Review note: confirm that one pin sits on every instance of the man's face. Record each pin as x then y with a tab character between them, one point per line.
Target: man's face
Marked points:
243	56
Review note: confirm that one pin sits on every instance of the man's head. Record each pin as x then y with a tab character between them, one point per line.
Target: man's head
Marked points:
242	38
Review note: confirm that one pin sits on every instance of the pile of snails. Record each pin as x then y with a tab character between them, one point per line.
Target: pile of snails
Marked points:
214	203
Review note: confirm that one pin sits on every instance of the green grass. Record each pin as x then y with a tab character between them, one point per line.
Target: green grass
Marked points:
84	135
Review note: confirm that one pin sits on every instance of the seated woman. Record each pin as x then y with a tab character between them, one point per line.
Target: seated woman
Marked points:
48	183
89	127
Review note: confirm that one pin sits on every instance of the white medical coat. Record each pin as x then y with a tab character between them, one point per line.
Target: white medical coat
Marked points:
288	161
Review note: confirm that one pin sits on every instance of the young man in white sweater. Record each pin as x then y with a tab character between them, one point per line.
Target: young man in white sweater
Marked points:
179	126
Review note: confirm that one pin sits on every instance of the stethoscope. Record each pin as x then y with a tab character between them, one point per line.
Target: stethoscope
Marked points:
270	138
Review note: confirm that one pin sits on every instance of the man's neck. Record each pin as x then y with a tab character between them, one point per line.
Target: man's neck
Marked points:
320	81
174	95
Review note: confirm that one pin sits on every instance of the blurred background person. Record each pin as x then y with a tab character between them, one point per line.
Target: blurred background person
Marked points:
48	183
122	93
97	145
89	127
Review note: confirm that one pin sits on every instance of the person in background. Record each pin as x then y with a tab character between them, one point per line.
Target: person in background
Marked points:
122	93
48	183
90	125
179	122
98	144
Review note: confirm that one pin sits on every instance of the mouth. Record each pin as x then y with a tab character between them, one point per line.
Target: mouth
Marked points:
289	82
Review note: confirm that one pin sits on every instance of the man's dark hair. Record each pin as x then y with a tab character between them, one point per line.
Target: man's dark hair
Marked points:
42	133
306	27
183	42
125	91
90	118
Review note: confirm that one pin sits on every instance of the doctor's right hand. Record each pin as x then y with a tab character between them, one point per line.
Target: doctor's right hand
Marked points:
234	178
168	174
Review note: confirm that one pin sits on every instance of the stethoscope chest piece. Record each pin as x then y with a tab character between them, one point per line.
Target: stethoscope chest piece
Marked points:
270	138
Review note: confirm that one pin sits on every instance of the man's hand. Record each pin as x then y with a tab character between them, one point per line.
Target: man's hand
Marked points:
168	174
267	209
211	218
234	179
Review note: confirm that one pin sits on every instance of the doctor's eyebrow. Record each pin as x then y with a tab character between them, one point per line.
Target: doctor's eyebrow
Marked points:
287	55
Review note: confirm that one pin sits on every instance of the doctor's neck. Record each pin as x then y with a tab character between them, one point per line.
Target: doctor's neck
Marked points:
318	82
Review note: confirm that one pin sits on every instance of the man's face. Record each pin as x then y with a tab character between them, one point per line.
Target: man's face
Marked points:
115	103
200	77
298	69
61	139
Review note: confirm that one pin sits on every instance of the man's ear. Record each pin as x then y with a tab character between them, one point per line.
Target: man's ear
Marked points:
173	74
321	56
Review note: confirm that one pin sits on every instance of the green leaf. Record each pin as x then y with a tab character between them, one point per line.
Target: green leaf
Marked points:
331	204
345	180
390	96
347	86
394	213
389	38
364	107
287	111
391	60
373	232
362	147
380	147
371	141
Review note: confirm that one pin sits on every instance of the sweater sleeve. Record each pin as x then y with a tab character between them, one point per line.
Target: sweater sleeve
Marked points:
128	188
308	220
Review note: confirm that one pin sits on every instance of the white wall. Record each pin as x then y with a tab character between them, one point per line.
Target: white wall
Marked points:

---*---

* **Exercise details**
Would you please copy every line of the data exactly?

* **Answer area**
Review note: confirm that one pin sits on every instance of the man's face. Record each pin as x then y with a tab character between them, one point per line.
Target: man's face
Marked points:
243	56
Review note: confirm that one pin sits on every instance of the man's head. Record each pin as x then y with a tab character between them, one point per line.
Target: man's head
Marked points:
242	38
Review note: confirm that one pin sits on every instance of the pile of snails. Record each pin as x then y with a tab character between them, one point per line.
Target: pile of snails
Marked points:
214	203
Review note: confirm that one pin sits on every instance of the green grass. Record each pin as x then y with a tab character between them, one point per line.
Target: green grass
Marked points:
84	135
Review note: confirm that one pin sits on every instance of the seated woman. Record each pin as x then y with a tab character between them, one point per line.
Target: seated woman
Marked points:
48	183
89	127
Review note: confirm that one pin sits on every instance of the white medical coat. Record each pin as x then y with a tab character between them, one point per line.
Target: white medical coat
Marked points:
288	161
Review note: confirm that one pin sits on every instance of the young man in white sweater. Record each pin as x then y with a tab character between them, one point per line.
Target: young man in white sweater
Marked points:
179	126
Review note: confirm that one pin sits on every instance of the stethoscope. Record each pin as x then y with a tab character between them, one point per line.
Target: stethoscope
Marked points:
270	138
Review note: confirm that one pin sits on every instance of the man's neck. Record each pin as x then y with a tab character between them, one point per line.
Target: man's neck
Marked points:
320	81
174	95
Review note: confirm that one pin sits on every instance of the blurred background person. Record each pin as x then y with a tab character between them, one point per line.
Target: blurred background person
Marked points:
48	183
122	93
97	145
89	127
Review note: confirm that one pin sits on every instance of the person in background. Record each pin as x then y with a tab character between them, one point per line.
Target: person in background
Marked points:
122	93
48	183
90	125
179	122
98	144
Review note: confirm that one pin sits on every instance of the mouth. Record each pin as x then y with a tab character between them, one point per line.
Target: mouth
Marked points:
289	82
Review note: confirm that one pin sits on every instance of the man's dark hair. Record each pin as x then y with a tab character between them, one point per line.
Target: man's dark hair
Marked points:
42	133
306	27
183	42
125	91
90	118
Review note: confirm that one pin sits on every instance of the doctor's right hand. Record each pin as x then y with a tab character between them, one point per line.
Target: doctor's right hand
Marked points:
234	178
168	174
Review note: confirm that one pin sits on every instance of the stethoscope chest piece. Record each pin as x then y with a tab character between them, one point per line.
Target: stethoscope chest piece
Marked points:
270	138
Review note: confirm that one pin sits on every instance of the man's hand. Record each pin as x then y with a tab character between them, one point per line.
Target: man's hand
Marked points:
168	174
267	209
211	218
234	179
Review note: confirm that one pin sits on every instance of the doctor's eyebrow. Record each pin as x then y with a tab character between them, one point per line.
Target: doctor's eyebrow
Marked points:
287	55
Review note: confirm that one pin sits on every instance of the doctor's neck. Record each pin as x then y with a tab character between them, one point per line.
Target: doctor's neck
Marked points:
318	82
Review note: confirm that one pin sits on every instance of the man's face. Record each pin as x then y with a tab character between them, one point per line.
Target: man's face
Marked points:
115	103
200	77
298	69
61	139
Review note: confirm that one pin sits on every instance of the man's ear. Record each pin as x then y with a tab character between them, one point per line.
Target: man's ear
Marked points:
173	74
321	56
Review note: confirm that one pin sits on every instance of the green leaf. Record each pin as x then y with a tab character between them, one point per line.
Target: green leaf
Marked points:
331	204
345	180
390	96
347	86
394	213
389	38
364	107
287	111
391	60
373	232
362	147
380	147
371	141
Review note: confirm that one pin sits on every instance of the sweater sleeve. Record each pin as x then y with a tab character between them, one point per line.
Target: sweater sleeve
Marked points:
128	188
308	220
Review note: confirm that one pin sits on every instance of the white wall. Record each pin as x then y with a tab character between them, one point per line.
Target: white wall
Marked points:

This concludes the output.